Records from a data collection
■ ■ ■

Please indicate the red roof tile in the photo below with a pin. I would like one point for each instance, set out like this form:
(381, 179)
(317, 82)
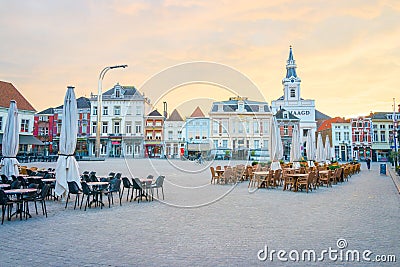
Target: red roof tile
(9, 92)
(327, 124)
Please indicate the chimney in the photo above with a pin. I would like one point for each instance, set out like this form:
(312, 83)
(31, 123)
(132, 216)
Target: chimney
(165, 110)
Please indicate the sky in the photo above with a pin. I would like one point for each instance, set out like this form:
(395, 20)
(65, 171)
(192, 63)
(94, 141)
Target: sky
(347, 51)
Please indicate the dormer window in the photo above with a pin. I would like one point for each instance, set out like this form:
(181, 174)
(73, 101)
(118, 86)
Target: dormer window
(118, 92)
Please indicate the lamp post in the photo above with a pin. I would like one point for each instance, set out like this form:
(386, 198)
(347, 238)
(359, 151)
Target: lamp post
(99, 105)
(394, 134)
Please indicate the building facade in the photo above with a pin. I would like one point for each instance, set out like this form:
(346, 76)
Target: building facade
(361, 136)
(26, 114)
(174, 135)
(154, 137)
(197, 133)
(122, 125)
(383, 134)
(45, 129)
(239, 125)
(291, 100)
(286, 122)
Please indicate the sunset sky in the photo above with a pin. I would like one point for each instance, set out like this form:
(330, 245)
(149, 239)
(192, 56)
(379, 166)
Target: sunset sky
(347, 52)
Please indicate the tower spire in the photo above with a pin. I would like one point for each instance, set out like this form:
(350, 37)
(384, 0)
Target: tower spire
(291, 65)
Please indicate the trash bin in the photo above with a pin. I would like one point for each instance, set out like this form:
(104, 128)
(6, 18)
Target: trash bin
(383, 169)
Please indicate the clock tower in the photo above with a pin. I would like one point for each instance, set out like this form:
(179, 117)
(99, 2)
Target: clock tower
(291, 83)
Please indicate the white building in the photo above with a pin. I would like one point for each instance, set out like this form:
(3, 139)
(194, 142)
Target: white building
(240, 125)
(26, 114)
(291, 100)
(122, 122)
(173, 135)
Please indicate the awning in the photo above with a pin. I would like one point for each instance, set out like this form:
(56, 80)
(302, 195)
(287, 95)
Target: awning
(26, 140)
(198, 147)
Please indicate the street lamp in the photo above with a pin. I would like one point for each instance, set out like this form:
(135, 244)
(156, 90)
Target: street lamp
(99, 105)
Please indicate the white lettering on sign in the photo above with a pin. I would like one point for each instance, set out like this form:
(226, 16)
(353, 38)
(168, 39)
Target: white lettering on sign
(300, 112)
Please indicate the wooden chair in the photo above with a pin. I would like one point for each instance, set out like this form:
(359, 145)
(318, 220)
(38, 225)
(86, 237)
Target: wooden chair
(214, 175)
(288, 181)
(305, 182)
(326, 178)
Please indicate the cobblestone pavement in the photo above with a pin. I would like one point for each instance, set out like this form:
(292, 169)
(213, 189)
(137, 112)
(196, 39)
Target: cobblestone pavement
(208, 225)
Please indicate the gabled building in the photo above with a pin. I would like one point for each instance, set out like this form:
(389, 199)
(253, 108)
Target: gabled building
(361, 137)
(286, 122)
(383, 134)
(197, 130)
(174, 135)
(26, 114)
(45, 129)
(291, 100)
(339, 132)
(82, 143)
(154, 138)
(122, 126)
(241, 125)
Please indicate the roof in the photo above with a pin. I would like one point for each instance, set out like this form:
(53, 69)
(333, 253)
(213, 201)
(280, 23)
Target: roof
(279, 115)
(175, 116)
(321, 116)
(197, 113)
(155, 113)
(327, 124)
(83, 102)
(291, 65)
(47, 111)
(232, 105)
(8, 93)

■ ■ ■

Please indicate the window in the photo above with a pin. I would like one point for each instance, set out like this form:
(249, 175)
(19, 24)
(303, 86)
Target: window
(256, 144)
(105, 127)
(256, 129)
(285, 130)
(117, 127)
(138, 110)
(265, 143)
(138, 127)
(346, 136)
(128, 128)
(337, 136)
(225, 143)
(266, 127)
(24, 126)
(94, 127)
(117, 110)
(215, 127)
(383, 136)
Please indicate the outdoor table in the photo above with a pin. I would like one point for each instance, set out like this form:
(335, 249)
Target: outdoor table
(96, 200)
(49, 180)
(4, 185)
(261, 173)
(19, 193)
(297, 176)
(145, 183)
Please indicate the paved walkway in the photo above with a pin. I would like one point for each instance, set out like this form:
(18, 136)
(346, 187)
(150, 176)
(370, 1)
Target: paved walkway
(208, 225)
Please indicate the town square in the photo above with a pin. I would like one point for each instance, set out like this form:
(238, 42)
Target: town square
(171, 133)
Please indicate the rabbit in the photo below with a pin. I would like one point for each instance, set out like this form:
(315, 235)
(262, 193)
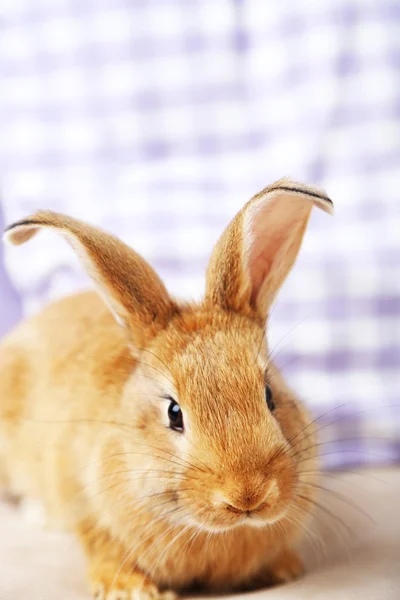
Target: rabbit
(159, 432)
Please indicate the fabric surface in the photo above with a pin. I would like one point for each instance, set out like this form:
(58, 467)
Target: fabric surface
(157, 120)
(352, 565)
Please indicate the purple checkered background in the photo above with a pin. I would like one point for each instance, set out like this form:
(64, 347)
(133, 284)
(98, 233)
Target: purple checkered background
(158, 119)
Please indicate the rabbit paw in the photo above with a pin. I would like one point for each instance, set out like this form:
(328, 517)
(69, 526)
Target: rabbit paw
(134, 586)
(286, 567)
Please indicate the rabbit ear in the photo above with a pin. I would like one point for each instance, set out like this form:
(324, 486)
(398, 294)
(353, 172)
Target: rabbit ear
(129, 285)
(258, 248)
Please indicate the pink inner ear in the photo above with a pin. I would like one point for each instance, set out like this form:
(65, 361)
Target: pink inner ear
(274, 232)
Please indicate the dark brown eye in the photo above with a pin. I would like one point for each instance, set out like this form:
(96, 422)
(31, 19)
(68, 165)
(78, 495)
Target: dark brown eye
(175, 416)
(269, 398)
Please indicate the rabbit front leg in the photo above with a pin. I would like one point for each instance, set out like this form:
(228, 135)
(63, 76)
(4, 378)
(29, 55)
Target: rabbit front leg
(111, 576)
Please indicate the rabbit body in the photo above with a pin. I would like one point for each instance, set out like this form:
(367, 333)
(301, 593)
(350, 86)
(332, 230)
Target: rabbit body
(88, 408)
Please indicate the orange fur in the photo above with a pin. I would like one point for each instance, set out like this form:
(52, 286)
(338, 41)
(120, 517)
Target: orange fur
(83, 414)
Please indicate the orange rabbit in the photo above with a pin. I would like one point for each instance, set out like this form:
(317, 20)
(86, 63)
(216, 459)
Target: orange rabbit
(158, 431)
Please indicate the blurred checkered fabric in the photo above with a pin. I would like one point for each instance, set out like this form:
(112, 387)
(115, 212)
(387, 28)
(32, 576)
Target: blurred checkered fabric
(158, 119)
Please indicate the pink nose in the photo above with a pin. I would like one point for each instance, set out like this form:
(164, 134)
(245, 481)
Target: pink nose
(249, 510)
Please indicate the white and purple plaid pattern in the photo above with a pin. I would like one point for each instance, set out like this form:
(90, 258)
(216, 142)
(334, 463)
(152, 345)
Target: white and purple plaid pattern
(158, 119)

■ ■ ■

Written request: Extract every line of the records above that contains the word "awning", copying each line in full.

Reply to the exercise:
Please indicate the awning in the photo above with a pin. I would like one point for each instance, set out like this form:
Target: awning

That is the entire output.